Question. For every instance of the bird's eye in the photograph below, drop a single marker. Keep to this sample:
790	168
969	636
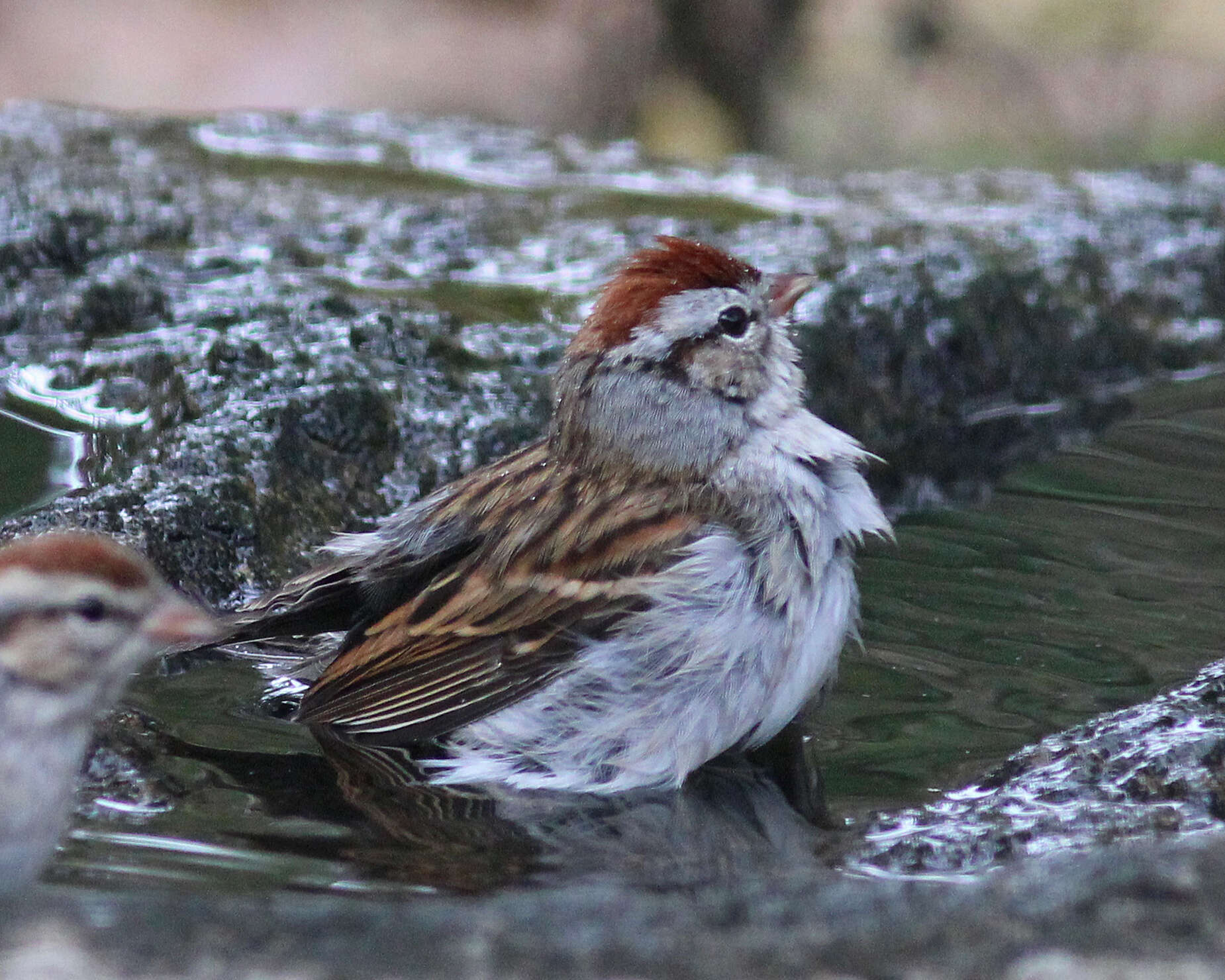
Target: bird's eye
734	321
91	611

——————

■ **TASK BRIEF**:
Reproduce the listing above exactly, excluding all pictures.

■ **ANSWER BOX**:
Question. For every instance of the bird's eye in the photograph below, drop a single marker. Keep to this sample:
790	168
969	636
Target: bird's eye
734	321
91	611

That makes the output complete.